━━ Data for processing

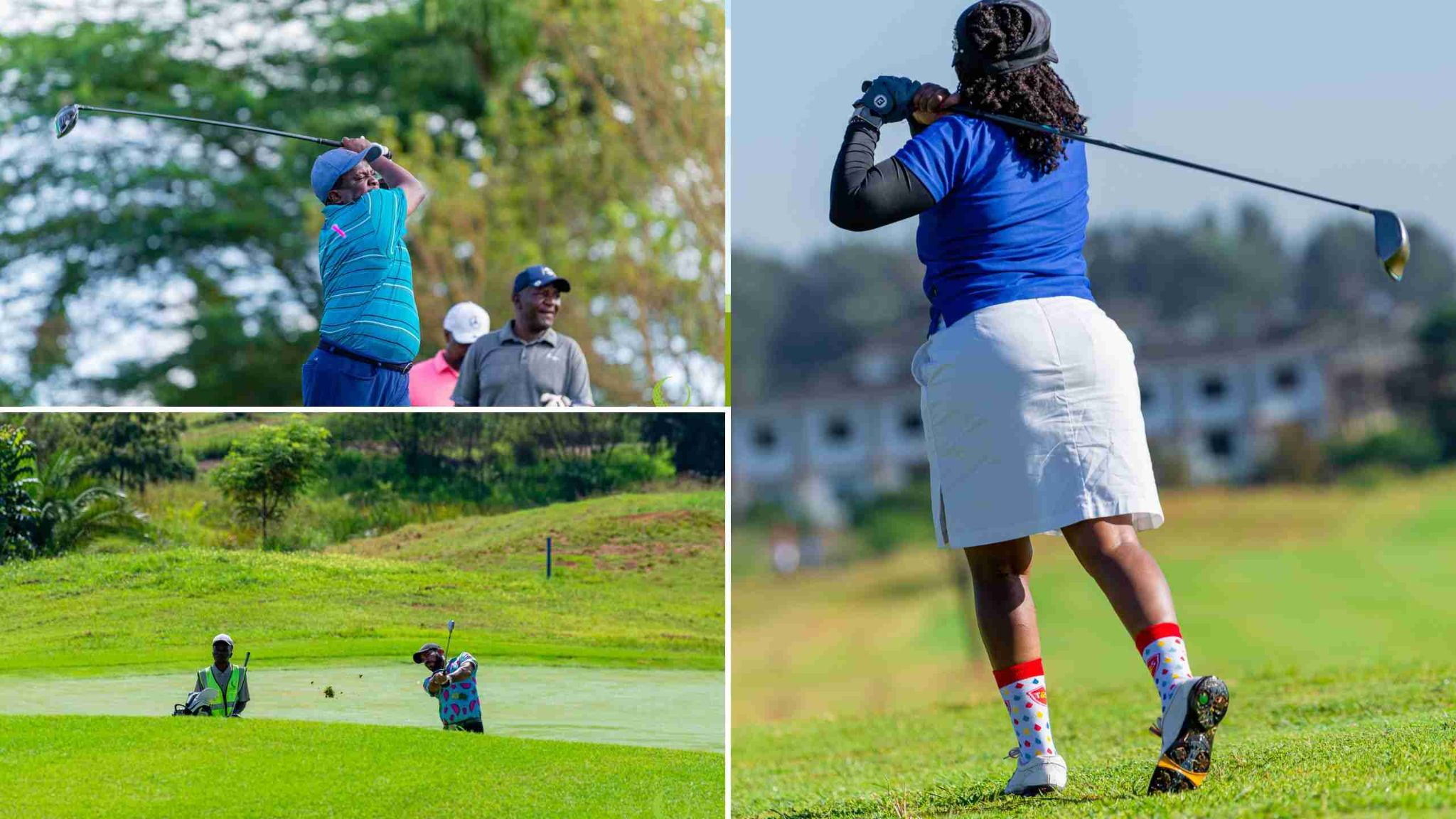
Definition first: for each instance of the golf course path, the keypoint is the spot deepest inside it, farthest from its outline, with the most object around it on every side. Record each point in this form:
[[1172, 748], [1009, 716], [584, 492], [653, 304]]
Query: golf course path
[[646, 707]]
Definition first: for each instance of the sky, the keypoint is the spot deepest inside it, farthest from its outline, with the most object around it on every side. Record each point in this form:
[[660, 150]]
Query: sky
[[1353, 102]]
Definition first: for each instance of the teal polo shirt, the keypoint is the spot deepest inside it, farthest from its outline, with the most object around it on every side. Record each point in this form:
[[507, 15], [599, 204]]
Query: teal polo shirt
[[369, 286]]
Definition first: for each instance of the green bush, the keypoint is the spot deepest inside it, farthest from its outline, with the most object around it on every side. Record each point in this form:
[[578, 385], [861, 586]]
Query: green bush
[[1410, 449], [892, 520]]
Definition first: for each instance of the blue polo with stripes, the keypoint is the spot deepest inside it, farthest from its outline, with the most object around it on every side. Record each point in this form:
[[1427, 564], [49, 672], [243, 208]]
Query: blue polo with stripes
[[369, 286]]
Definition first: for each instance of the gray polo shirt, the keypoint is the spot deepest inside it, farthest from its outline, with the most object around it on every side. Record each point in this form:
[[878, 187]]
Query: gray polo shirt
[[503, 370]]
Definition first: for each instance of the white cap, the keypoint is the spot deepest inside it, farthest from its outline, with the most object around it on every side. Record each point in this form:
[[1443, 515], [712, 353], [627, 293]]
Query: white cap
[[468, 321]]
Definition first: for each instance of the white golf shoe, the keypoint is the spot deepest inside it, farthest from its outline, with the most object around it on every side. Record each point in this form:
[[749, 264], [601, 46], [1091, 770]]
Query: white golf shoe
[[1187, 729], [1039, 774]]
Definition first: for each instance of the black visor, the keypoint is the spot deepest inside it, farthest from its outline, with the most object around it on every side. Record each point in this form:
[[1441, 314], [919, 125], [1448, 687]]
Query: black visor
[[1037, 47]]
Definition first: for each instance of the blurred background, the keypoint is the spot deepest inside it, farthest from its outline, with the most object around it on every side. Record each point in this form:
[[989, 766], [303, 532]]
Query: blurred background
[[1300, 407], [161, 262]]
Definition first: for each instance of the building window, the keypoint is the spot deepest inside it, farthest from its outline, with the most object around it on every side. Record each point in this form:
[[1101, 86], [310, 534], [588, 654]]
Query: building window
[[1286, 378], [1221, 444], [911, 423], [765, 437]]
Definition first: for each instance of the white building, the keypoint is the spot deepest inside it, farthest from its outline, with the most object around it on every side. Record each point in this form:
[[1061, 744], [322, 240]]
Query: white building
[[1211, 407]]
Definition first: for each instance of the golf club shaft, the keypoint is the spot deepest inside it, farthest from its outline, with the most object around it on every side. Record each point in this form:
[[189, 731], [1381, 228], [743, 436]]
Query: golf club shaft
[[322, 141], [1150, 155]]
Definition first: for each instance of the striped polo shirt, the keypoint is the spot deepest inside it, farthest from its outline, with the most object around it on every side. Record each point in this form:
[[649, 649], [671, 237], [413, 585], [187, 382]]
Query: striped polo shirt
[[369, 286]]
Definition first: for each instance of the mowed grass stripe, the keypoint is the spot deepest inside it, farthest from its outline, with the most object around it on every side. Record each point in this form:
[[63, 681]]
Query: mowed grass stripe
[[1293, 745], [247, 769], [1273, 579], [161, 608]]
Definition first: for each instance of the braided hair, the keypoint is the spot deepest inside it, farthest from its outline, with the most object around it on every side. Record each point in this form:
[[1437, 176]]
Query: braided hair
[[1036, 94]]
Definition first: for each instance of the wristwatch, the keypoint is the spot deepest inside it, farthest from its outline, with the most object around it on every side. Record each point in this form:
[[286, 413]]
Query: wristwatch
[[864, 112]]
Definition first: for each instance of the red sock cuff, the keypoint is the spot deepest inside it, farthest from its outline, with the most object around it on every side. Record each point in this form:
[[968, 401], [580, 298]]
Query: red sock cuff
[[1155, 633], [1021, 670]]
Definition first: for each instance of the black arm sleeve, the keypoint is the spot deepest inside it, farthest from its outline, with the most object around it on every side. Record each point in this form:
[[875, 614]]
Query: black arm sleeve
[[865, 196]]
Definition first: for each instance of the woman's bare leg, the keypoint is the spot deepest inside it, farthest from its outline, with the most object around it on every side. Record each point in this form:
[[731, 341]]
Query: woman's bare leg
[[1004, 609], [1128, 574]]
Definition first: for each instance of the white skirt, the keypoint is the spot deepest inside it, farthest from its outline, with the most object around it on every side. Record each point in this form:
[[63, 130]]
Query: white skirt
[[1034, 422]]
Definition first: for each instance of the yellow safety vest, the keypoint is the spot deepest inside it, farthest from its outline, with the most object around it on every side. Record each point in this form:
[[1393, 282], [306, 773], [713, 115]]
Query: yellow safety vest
[[223, 703]]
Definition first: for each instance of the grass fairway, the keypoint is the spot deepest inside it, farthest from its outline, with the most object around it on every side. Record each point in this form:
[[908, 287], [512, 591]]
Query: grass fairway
[[247, 769], [159, 608], [1328, 611]]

━━━━

_To be done_
Starting with the line with "Definition first: for each instance of the white building, the" and going on through the line with "[[322, 141], [1150, 155]]", rewrite those entries with "keypoint" renamed to "target point" and everything else left as is.

_Task solution_
Definition first: for each instance of the white building, the target point is the spot deepest inside it, farthest from its outline, with the most object around it on every side. Record each point in this form:
[[1061, 744], [322, 240]]
Query: white building
[[1211, 407]]
Definition first: for each instance of the golf club shaft, the target point is the spot deepest inside it, farthest from its outline, with the most object around it on every side. Record each point in this form:
[[189, 731], [1381, 228], [743, 436]]
Query: golf club shaft
[[322, 141], [1150, 155]]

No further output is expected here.